### Work instructions:
Omitting the pictures, output all of the records precisely as written.

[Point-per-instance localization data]

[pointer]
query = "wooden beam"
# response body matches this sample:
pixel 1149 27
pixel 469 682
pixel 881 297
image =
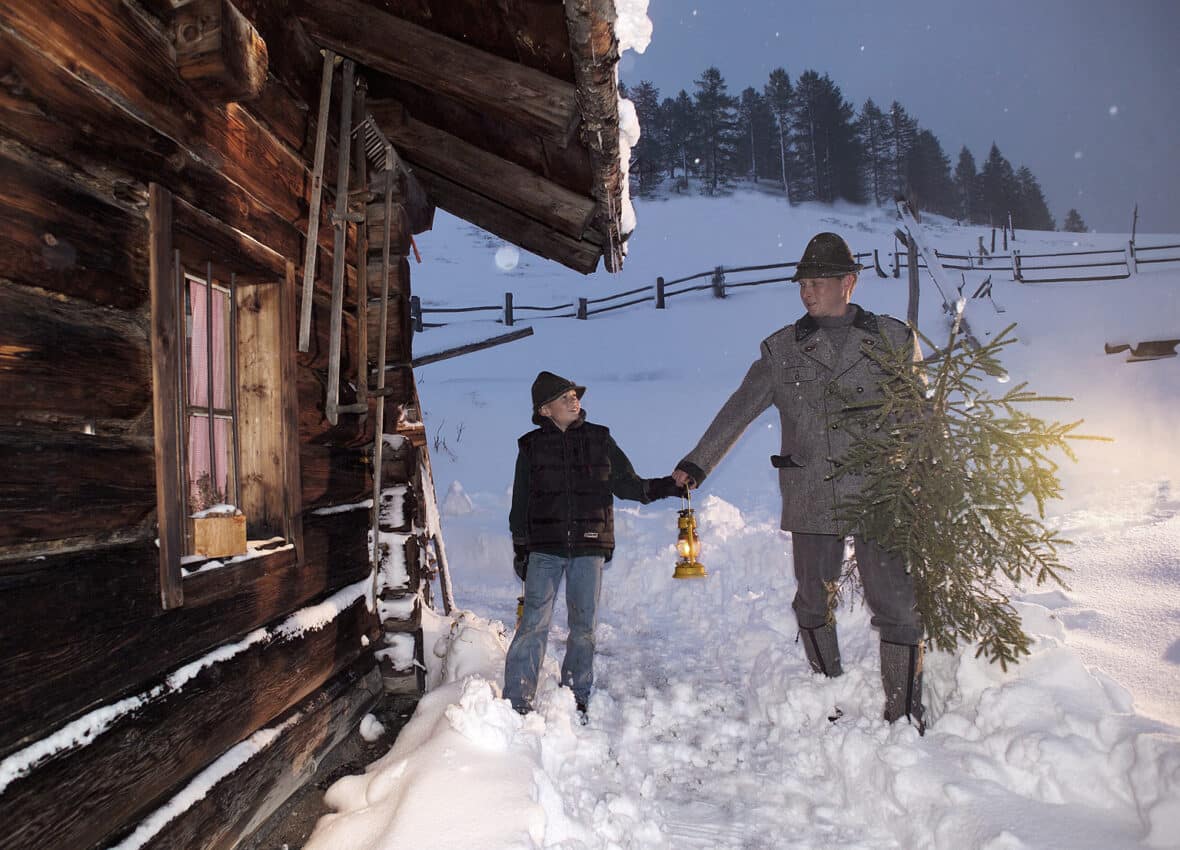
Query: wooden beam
pixel 89 626
pixel 119 775
pixel 246 798
pixel 116 155
pixel 61 358
pixel 218 52
pixel 57 237
pixel 458 351
pixel 166 346
pixel 499 87
pixel 509 224
pixel 130 74
pixel 61 484
pixel 504 182
pixel 595 52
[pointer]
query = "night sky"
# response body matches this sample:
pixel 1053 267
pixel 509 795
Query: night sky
pixel 1085 92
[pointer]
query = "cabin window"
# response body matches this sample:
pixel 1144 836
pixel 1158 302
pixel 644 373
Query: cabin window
pixel 224 400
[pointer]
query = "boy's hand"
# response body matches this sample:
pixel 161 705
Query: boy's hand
pixel 664 488
pixel 520 561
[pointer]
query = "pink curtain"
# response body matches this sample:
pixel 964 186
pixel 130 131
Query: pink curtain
pixel 198 456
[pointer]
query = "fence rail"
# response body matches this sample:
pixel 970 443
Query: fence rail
pixel 720 282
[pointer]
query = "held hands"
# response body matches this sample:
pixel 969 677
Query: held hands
pixel 520 561
pixel 664 488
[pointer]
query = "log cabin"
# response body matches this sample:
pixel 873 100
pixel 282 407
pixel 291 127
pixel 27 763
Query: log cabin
pixel 216 525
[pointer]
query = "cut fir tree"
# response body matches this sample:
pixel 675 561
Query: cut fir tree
pixel 956 481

### Task answer:
[pointer]
query = "wooden beam"
# response body matches this sample:
pixel 1149 27
pixel 469 682
pixel 881 297
image =
Query: wooden beam
pixel 89 626
pixel 119 775
pixel 246 798
pixel 116 155
pixel 61 358
pixel 218 52
pixel 57 237
pixel 458 351
pixel 166 346
pixel 499 87
pixel 509 224
pixel 130 74
pixel 61 484
pixel 504 182
pixel 595 52
[pointer]
query = "night sky"
# response body matches this sample:
pixel 1053 267
pixel 509 795
Query: night sky
pixel 1085 92
[pointer]
query = "cabin window"
# response body matches this sample:
pixel 1144 836
pixel 1158 302
pixel 644 373
Query: cabin window
pixel 224 400
[pointer]
query = "boy's hand"
# response body matches this sample:
pixel 161 705
Query: boy's hand
pixel 664 488
pixel 520 561
[pointer]
query = "pink curtain"
# response body matches this sample:
pixel 964 186
pixel 130 131
Query: pink curtain
pixel 198 456
[pointer]
query = "fence rail"
# response body matches this sample:
pixel 970 443
Query: fence rail
pixel 720 282
[pointer]
query = "held hands"
# response body matches this sample:
pixel 969 677
Query: held hands
pixel 520 561
pixel 664 488
[pointer]
query = "log cabin"
# response body matches this sample:
pixel 873 100
pixel 282 407
pixel 291 127
pixel 27 763
Query: log cabin
pixel 216 525
[pointer]
query = "cut fir tree"
# response body matches this sample:
pixel 675 561
Query: cut fir tree
pixel 956 481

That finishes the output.